* [THE PROBLEM]:
Reproduce every entry exactly, without alteration.

* [SOURCE MATERIAL]:
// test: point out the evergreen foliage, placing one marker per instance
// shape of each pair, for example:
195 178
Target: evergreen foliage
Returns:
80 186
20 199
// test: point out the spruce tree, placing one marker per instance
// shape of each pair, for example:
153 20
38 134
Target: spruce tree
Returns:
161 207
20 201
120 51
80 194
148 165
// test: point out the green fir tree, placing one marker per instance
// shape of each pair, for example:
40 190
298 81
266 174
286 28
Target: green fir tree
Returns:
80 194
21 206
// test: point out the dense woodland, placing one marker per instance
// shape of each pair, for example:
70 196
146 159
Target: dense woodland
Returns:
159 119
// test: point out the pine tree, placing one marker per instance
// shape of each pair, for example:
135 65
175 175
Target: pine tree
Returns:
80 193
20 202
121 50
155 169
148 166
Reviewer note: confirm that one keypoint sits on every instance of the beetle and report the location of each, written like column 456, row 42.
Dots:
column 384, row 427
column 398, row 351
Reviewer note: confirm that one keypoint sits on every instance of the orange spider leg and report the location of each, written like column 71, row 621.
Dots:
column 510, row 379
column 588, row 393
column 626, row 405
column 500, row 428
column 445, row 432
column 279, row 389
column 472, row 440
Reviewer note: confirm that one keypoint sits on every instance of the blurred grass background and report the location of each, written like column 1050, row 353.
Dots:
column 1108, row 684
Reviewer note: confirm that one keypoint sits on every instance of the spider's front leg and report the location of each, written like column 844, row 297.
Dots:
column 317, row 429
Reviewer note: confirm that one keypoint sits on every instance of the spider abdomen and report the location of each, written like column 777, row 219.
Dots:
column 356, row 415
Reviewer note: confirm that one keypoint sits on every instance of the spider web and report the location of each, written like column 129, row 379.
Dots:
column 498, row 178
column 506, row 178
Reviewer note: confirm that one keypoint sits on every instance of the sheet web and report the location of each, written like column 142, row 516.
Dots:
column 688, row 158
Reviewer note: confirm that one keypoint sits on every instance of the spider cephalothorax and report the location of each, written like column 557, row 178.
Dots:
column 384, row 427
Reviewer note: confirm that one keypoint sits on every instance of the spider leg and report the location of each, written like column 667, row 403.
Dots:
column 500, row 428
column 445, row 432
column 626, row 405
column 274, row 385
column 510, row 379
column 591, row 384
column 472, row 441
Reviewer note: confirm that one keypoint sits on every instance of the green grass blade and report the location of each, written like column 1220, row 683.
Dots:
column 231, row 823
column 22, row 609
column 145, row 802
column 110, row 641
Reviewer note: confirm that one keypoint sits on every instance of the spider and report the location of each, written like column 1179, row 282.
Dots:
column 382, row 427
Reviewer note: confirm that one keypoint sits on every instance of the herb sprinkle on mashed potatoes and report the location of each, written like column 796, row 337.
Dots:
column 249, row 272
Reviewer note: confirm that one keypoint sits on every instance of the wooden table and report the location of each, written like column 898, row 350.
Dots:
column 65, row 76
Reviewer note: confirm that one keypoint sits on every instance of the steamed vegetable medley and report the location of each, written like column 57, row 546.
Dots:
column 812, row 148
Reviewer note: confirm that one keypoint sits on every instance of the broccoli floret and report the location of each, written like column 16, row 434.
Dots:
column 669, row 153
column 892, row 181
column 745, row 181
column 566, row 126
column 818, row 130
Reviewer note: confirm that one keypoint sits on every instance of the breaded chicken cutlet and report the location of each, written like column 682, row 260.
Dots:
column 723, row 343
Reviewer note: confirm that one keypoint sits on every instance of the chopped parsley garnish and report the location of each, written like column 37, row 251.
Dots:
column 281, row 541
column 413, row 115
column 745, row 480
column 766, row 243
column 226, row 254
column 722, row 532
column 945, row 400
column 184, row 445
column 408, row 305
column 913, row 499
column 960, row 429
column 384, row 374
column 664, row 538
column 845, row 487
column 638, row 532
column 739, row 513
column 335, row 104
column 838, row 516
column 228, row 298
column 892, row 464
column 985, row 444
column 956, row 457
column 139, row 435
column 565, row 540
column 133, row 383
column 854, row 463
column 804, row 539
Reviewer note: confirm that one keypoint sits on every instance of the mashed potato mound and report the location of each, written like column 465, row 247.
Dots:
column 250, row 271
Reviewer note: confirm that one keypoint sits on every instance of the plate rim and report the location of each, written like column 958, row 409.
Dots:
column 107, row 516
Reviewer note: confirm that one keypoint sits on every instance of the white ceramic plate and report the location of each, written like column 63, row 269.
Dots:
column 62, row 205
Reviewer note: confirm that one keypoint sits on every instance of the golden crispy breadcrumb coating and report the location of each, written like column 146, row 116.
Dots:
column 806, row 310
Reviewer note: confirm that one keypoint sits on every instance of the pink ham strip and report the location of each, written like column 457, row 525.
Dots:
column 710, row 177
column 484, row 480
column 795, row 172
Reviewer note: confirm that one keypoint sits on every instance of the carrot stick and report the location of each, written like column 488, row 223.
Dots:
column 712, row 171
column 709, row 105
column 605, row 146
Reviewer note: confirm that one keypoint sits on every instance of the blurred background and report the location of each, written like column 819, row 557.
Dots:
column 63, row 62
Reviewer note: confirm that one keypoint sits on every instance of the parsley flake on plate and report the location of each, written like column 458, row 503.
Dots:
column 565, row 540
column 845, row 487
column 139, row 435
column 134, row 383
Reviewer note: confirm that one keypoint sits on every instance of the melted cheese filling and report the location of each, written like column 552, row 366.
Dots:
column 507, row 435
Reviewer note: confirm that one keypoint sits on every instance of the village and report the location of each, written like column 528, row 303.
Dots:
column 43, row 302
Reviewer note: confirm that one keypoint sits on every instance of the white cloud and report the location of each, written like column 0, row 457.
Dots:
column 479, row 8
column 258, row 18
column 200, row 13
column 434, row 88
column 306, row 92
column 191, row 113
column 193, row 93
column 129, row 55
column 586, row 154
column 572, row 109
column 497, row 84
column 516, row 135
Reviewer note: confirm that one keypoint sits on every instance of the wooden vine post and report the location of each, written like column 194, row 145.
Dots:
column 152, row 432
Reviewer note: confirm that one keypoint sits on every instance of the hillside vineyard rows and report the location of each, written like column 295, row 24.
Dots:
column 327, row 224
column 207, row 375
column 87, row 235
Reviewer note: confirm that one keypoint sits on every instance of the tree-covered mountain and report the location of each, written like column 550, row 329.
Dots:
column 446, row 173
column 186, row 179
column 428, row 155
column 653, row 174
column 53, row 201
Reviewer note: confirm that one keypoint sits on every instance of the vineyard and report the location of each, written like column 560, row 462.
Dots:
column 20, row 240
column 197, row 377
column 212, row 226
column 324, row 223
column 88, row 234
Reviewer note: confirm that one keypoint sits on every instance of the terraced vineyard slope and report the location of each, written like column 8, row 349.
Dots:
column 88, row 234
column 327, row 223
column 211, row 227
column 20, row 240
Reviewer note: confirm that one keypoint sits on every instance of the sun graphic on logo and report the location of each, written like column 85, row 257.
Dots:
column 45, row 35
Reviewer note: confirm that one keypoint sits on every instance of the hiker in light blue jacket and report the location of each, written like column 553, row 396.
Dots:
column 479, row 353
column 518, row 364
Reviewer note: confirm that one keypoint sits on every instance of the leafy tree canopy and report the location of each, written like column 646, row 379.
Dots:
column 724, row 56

* [YOUR SOLUTION]:
// test: point out the evergreen foliage, placing one marker per instance
// shape of each pair, for example:
195 178
Target: evergreen foliage
Returns:
80 186
20 199
// test: point out the spruce tree, placing one marker per instance
// shape of each pair, for example:
153 20
38 134
Target: spruce tree
Returns:
161 207
20 201
120 51
80 194
148 165
// test: point out the green fir tree, placing one marker per instance
// shape of each pair, for example:
40 190
298 81
266 174
286 28
Target: green fir tree
Returns:
80 194
21 206
// test: point out the dense woodland, placing one marker per instance
// shape of each pair, for example:
70 196
146 159
Target: dense woodland
Returns:
159 119
// test: point out the pine tree, placing one marker per instance
// shape of each pair, for example:
135 65
175 175
Target: pine tree
Returns:
80 193
20 202
121 50
155 169
148 166
Reviewer note: confirm that one keypoint sits on every instance of the beetle and report the location of each, written like column 456, row 42.
Dots:
column 384, row 427
column 398, row 351
Reviewer note: confirm that one keypoint sits on every instance of the orange spider leg and report the location of each, written like column 71, row 621.
Dots:
column 510, row 379
column 588, row 393
column 626, row 405
column 500, row 428
column 445, row 432
column 279, row 389
column 472, row 440
Reviewer note: confirm that one keypoint sits on every instance of the blurred grass background and report the location of each, written like column 1050, row 353.
Dots:
column 1108, row 684
Reviewer note: confirm that one keypoint sits on every instance of the spider's front leg and report the location of each, written like column 844, row 297.
Dots:
column 317, row 429
Reviewer note: confirm that one keypoint sits on every instance of the spider abdomen and report the location of each, written like column 777, row 219.
Dots:
column 356, row 415
Reviewer note: confirm that one keypoint sits on every instance of the spider web and report the location of each, written like column 129, row 379.
Dots:
column 498, row 178
column 506, row 178
Reviewer note: confirm that one keypoint sits on every instance of the sheet web and report the location of each, written like column 142, row 516.
Dots:
column 688, row 158
Reviewer note: confirm that one keypoint sits on every instance of the spider cephalothorax and report the location of each, written like column 557, row 178.
Dots:
column 384, row 427
Reviewer note: confirm that one keypoint sits on every instance of the spider leg and report the location of each, written like column 667, row 403.
Dots:
column 500, row 428
column 445, row 432
column 626, row 405
column 274, row 385
column 510, row 379
column 591, row 384
column 472, row 441
Reviewer note: confirm that one keypoint sits on every instance of the green grass blade and report the location of each, written like column 1220, row 683.
Dots:
column 231, row 823
column 22, row 609
column 145, row 802
column 110, row 641
Reviewer note: confirm that one keypoint sits on every instance of the spider and report the location of each, written like column 1179, row 282.
Dots:
column 382, row 427
Reviewer note: confirm that one keypoint sits on every instance of the herb sprinkle on mashed potatoes and report the location of each, written like column 796, row 337.
Dots:
column 249, row 272
Reviewer note: confirm that one keypoint sits on every instance of the wooden table and report the location of each, written like column 898, row 350.
Dots:
column 65, row 76
Reviewer note: confirm that one keypoint sits on every instance of the steamed vegetable medley and report the location of each, written like column 57, row 546.
Dots:
column 812, row 148
Reviewer note: confirm that one keypoint sits on every instance of the broccoli floret and report the location of each, written like column 16, row 434.
Dots:
column 669, row 153
column 892, row 181
column 745, row 181
column 566, row 126
column 818, row 130
Reviewer note: confirm that one keypoint sits on every instance of the breaded chicken cutlet and report the location of each, written like column 682, row 260.
Dots:
column 723, row 343
Reviewer note: confirm that one keypoint sits on every instance of the chopped parsley garnish and report the location of each, written like column 37, row 251.
Dots:
column 281, row 541
column 413, row 115
column 745, row 480
column 766, row 243
column 226, row 254
column 722, row 532
column 945, row 400
column 184, row 445
column 408, row 305
column 913, row 499
column 960, row 429
column 384, row 374
column 664, row 538
column 845, row 487
column 638, row 532
column 739, row 513
column 335, row 104
column 838, row 516
column 228, row 298
column 892, row 464
column 985, row 444
column 956, row 457
column 139, row 435
column 565, row 540
column 133, row 383
column 854, row 463
column 804, row 539
Reviewer note: confirm that one keypoint sits on every instance of the mashed potato mound and report the location of each, written like column 465, row 247.
Dots:
column 250, row 271
Reviewer note: confirm that one keypoint sits on every instance of the plate rim and report the location of each, written like column 958, row 409.
Dots:
column 107, row 516
Reviewer note: confirm that one keypoint sits on every instance of the white ceramic plate and report the location of each, written like column 63, row 269.
Dots:
column 62, row 205
Reviewer note: confirm that one keypoint sits on every instance of the golden crispy breadcrumb coating and report the location of each, written like column 146, row 116.
Dots:
column 806, row 310
Reviewer note: confirm that one keypoint sits on every instance of the pink ham strip and report the location of each, written like column 457, row 525.
Dots:
column 710, row 177
column 484, row 480
column 795, row 172
Reviewer note: confirm that one keypoint sits on every instance of the carrot stick and report the location of each, written like column 488, row 223.
Dots:
column 712, row 171
column 709, row 105
column 605, row 146
Reviewer note: confirm that one keypoint sits on every instance of the blurred background and report the location of each, written like column 819, row 557.
Dots:
column 63, row 62
Reviewer note: confirm that one keypoint sits on every instance of the parsley flake on plate and report the location of each, written like column 458, row 503.
Dots:
column 565, row 540
column 845, row 487
column 139, row 435
column 134, row 383
Reviewer note: confirm that one keypoint sits on every instance of the melted cheese filling and report the location of each, written like column 552, row 366.
Dots:
column 507, row 435
Reviewer note: confirm that one keypoint sits on every instance of the village and report the location of each, written like column 528, row 303.
Dots:
column 43, row 302
Reviewer note: confirm that one keypoint sits on every instance of the white cloud and report the location of each, written like column 0, row 457.
Dots:
column 479, row 8
column 258, row 18
column 200, row 13
column 434, row 88
column 306, row 92
column 191, row 113
column 193, row 93
column 129, row 55
column 586, row 154
column 572, row 109
column 497, row 84
column 516, row 135
Reviewer note: confirm that one keypoint sits on every instance of the wooden vine post and report the location of each, written like column 194, row 145.
Dots:
column 152, row 432
Reviewer note: confirm that one keypoint sits on every instance of the hillside vineyard rows and report the location of each, written like column 295, row 24.
Dots:
column 327, row 224
column 207, row 375
column 87, row 235
Reviewer note: confirm that one keypoint sits on every instance of the tree-covered mountain and report the location of each, written like column 550, row 329.
Dots:
column 446, row 173
column 186, row 179
column 428, row 155
column 653, row 174
column 53, row 201
Reviewer note: confirm that one keypoint sits on every instance of the vineyard and report the location of each, written like column 560, row 462.
Dots:
column 20, row 240
column 197, row 377
column 212, row 226
column 324, row 223
column 88, row 234
Reviewer note: confirm that one keypoint sits on every instance of the terraced vineyard slope and report the location of each, written like column 8, row 349.
Dots:
column 88, row 234
column 327, row 223
column 211, row 227
column 20, row 240
Reviewer note: confirm that one keypoint sits on every instance of the sun graphic on logo and report the location of each, written like column 85, row 257.
Dots:
column 45, row 35
Reviewer note: confirm that one keypoint sits on every instance of the hiker in light blue jacket and report the location of each, written like column 553, row 396.
Dots:
column 479, row 353
column 518, row 364
Reviewer note: confirm that one keypoint sits on every instance of the leafy tree canopy and report the location of each, written like column 646, row 379.
Dots:
column 724, row 56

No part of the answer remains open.